** ABOUT THIS EXERCISE **
Which lines run from the one containing "Expected: for every instance of the woman with" through the end of the material? Reproduce them exactly.

** SUPPLIED INFORMATION **
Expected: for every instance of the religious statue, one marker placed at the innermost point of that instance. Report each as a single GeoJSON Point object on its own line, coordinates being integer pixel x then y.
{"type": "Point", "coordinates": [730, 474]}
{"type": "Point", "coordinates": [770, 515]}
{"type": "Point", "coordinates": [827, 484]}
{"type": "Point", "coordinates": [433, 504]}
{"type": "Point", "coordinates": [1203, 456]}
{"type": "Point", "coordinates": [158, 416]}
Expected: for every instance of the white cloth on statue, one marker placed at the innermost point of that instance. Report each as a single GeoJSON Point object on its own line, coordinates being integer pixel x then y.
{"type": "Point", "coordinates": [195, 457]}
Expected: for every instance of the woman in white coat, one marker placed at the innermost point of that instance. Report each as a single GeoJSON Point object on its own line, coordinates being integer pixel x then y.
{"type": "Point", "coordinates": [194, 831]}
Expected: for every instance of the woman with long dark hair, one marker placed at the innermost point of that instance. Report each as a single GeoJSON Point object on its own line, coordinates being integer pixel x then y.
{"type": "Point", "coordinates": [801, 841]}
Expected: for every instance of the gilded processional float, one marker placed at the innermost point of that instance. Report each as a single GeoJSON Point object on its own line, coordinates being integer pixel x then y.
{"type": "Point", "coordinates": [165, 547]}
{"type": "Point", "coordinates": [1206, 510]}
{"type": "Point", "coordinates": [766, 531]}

** ANSWER TO THIS PROBLEM **
Expected: for every instance of the woman with long dark hair, one marker placed at the innermost point of that instance. Report each as a single GeoJSON Point object on its own line, coordinates being integer pixel x then y.
{"type": "Point", "coordinates": [801, 841]}
Expected: for every instance of the gilded processional float, one marker placed at the innermost point of that instance. Report each as a single GeoJSON Point object on its own line, coordinates being integer pixel x then y.
{"type": "Point", "coordinates": [165, 547]}
{"type": "Point", "coordinates": [1206, 510]}
{"type": "Point", "coordinates": [766, 531]}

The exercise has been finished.